**Short problem**
Reproduce the data below line for line, changing nothing.

**Records to use**
:::::

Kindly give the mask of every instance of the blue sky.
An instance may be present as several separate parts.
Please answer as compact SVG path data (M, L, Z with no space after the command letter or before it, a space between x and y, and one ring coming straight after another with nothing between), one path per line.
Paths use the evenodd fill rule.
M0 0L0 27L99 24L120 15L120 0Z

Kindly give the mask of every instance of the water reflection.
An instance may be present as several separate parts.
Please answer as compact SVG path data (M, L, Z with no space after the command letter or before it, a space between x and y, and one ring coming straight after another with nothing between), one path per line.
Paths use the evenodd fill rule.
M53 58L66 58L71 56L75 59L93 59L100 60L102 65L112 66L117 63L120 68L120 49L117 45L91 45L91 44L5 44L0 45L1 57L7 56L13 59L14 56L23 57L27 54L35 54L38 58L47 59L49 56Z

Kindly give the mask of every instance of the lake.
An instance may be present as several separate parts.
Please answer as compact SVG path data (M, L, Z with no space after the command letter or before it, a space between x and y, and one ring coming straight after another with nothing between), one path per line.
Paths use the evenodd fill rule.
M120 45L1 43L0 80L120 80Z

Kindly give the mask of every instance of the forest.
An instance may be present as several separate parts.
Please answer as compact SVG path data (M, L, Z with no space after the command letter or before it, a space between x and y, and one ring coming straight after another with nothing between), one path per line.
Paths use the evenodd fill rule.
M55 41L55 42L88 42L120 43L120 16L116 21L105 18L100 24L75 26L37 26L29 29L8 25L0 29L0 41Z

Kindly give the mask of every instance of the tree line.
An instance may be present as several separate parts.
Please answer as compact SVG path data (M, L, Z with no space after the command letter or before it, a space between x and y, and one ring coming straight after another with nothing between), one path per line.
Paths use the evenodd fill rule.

:::::

**Response for this exercise**
Kindly give the mask of every instance of the blue sky.
An instance may be present as several separate parts.
Please answer as compact SVG path data (M, L, Z with no space after the command letter or before it, a space between x and y, and one ring coming straight after another with nothing between), one path per line.
Paths use the evenodd fill rule.
M0 0L0 27L99 24L120 15L120 0Z

Kindly give the mask of every instance of the water reflection.
An instance may be present as several separate parts.
Please answer as compact SVG path data (M, L, Z with no space after the command letter or before it, a space between x and y, and one ring coming straight after another with nothing between), one path per line.
Paths use the evenodd fill rule.
M53 58L66 58L71 56L75 59L93 59L100 60L102 65L112 66L117 63L120 68L120 49L117 45L91 45L91 44L5 44L0 45L1 57L7 56L13 59L14 56L23 57L27 54L35 54L38 58L47 59L49 56Z

Kindly give the mask of every instance of the lake.
An instance may be present as several separate parts.
Please answer as compact SVG path data (M, L, Z with no space after the command letter or before it, a space between x and y, and one ring coming straight after another with nothing between), one path per line.
Paths use the evenodd fill rule.
M120 45L1 43L0 80L120 80Z

Kindly give the mask of every instance of the forest.
An instance may be present as several separate parts.
Please answer as compact SVG path data (M, L, Z with no space after the command letter or before it, a space between x and y, and one ring coming straight after another with nothing between), one path per line.
Paths use the evenodd fill rule.
M55 41L55 42L88 42L120 43L120 16L116 21L105 18L100 24L75 26L37 26L29 29L8 25L0 29L0 41Z

Kindly give the mask of every instance of the tree line.
An instance may be present as several separate parts.
Please answer as compact SVG path data (M, L, Z with no space after the command letter or before it, a space between x and y, and one ring coming straight after another with nothing between), one path per line.
Paths use the evenodd fill rule.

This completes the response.